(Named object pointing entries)
------------------------
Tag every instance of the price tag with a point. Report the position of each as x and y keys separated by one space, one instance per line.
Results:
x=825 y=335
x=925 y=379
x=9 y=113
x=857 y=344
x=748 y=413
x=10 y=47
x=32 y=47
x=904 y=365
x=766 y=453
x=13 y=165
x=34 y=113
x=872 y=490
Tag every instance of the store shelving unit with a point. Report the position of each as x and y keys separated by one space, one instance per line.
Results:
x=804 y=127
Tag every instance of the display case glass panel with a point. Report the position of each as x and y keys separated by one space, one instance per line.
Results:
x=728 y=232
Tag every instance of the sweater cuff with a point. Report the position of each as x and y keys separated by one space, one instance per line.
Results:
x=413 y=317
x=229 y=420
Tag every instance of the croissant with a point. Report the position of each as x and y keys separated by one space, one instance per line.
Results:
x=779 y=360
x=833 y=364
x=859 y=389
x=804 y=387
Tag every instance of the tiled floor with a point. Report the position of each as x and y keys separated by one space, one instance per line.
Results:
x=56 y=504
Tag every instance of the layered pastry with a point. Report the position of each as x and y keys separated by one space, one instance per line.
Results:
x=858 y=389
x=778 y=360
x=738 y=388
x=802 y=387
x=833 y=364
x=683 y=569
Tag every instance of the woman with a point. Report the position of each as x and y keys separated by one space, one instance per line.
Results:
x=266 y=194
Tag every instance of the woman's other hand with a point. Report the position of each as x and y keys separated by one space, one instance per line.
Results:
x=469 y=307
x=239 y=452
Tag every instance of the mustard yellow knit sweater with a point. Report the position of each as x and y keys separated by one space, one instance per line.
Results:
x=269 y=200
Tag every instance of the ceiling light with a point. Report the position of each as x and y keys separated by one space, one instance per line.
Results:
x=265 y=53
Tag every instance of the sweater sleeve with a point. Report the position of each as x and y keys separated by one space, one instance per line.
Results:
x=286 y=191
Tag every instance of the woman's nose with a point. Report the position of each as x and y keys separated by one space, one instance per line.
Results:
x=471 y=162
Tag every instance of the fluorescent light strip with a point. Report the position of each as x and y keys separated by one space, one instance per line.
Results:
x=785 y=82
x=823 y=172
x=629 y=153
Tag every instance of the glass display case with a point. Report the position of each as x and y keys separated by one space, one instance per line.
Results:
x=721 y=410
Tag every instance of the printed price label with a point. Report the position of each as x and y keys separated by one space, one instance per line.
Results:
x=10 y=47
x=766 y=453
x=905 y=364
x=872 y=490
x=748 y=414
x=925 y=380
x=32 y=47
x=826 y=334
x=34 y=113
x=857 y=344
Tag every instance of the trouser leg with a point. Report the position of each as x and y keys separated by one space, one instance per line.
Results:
------------------------
(EXERCISE BRIEF) Rewrite the lines of the listing as a JSON list of strings, one string per line with blank lines omitted, starting with the line that contains "Tag every instance of the layered" and going on through the line that contains "x=239 y=452". Include both of those lines and nothing outside that span.

(EXPECTED OUTPUT)
[
  "Tag every instance of the layered pastry with a point. Report the position of each as x and y keys separated by one space, one instance per line.",
  "Results:",
  "x=858 y=389",
  "x=778 y=360",
  "x=738 y=388",
  "x=802 y=387",
  "x=833 y=364",
  "x=683 y=569",
  "Tag every instance of the woman with a point. Report the position of each as x and y keys separated by one space, one instance per line.",
  "Results:",
  "x=266 y=194",
  "Tag every instance of the woman's other hand with a point. Report the position of each as x and y keys separated by one space, one instance per line.",
  "Results:",
  "x=469 y=307",
  "x=239 y=452"
]